:: TEXTAUSZUG

Wenn Ihr spanischer Geschäftspartner zu lange auf seine Entscheidung warten lässt, werden Sie möglicherweise daraus den Schluss ziehen, dass er nicht mehr an einer Kooperation mit Ihnen interessiert ist. Diese Schlussfolgerung kann durch den hohen Wert von Zeit in der deutschen Kultur erklärt werden. Doch sie wird falsch sein, da Zeit von Spaniern nicht also knapp betrachtet wird wie von Deutschen. (Landesarbeitsgemeinschaft Kinder- und Jugendschutz Berlin e.V.: 2)
By knowing the language of a culture, you know its voice –
by knowing its values, you know it heart.
(Thiedermann, in: Yoosefi/Thomas 2003: 9)
Interkulturelle Kommunikation ist eine relativ neue interdisziplinäre Wissenschaft (vgl. Moosmueller 2000: 15). Kommunikation ist die Bezeichnung für den Austausch einer Information durch soziale Interaktion, wobei bei jedem Kommunikationsvorgang vier Bestandteile unterschieden werden: der Sender (Adressanten) und Empfänger der Information (Adressaten), die Information selbst (Signal) und ein Kommunikationskanal (Decodierungseinrichtungen) (vgl. Fiehler 1995). Außer den verbalen Bestandteilen in der Kommunikation unterscheidet man zusätzlich die nonverbalen und paraverbalen Elemente (z.B. Heringer 2007: 81-104).

::::

→ ARBEITSAUFTRÄGE
**1)** Als was wird interkulturelle Kommunikation im Textauszug beschrieben?
**2)** Zählen Sie alle Bestandteile auf, die der Textauszug bei jedem Kommunikationsvorgang unterscheidet.
**3)** Geben Sie den Abschnitt des Textauszugs wörtlich wieder, beginnend mit "Interkulturelle Kommunikation ist" und fortlaufend bis "Heringer 2007: 81-104).".

:: BEREITGESTELLTE DATEN

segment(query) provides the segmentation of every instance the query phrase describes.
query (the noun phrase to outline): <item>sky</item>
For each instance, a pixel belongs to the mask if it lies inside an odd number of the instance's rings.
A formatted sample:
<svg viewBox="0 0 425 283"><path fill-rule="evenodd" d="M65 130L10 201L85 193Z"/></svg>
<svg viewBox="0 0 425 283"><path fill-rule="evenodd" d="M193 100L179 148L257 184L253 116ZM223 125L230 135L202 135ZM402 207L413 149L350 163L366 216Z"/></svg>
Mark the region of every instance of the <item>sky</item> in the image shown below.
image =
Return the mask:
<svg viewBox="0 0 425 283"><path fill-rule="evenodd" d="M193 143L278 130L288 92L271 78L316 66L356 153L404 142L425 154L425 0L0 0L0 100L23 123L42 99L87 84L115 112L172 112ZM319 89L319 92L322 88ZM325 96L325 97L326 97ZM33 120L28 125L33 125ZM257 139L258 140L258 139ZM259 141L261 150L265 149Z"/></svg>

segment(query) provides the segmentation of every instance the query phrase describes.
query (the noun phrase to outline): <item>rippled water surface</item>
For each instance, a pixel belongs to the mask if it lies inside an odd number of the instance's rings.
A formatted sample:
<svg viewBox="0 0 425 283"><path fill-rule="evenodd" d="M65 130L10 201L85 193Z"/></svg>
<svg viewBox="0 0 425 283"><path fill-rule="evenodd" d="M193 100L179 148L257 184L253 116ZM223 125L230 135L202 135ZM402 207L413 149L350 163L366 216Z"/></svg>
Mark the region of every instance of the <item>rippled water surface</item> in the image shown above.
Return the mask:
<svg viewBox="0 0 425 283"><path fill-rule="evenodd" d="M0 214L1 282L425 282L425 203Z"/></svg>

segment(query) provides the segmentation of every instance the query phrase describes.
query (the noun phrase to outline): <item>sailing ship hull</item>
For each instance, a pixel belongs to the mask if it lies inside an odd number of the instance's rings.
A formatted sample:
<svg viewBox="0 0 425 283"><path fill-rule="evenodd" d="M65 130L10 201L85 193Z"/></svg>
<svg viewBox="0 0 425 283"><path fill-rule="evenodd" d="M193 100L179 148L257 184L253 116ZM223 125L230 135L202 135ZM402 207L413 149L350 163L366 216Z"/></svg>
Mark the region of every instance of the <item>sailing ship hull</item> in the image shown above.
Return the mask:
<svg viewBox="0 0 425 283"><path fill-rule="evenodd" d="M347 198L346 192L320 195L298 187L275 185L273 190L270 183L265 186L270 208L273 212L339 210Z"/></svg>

::::

→ LÖSUNGEN
**1)** Als eine relativ neue interdisziplinäre Wissenschaft.

**2)**
- der Sender (Adressanten)
- der Empfänger der Information (Adressaten)
- die Information selbst (Signal)
- ein Kommunikationskanal (Decodierungseinrichtungen)

**3)**
Interkulturelle Kommunikation ist eine relativ neue interdisziplinäre Wissenschaft (vgl. Moosmueller 2000: 15). Kommunikation ist die Bezeichnung für den Austausch einer Information durch soziale Interaktion, wobei bei jedem Kommunikationsvorgang vier Bestandteile unterschieden werden: der Sender (Adressanten) und Empfänger der Information (Adressaten), die Information selbst (Signal) und ein Kommunikationskanal (Decodierungseinrichtungen) (vgl. Fiehler 1995). Außer den verbalen Bestandteilen in der Kommunikation unterscheidet man zusätzlich die nonverbalen und paraverbalen Elemente (z.B. Heringer 2007: 81-104).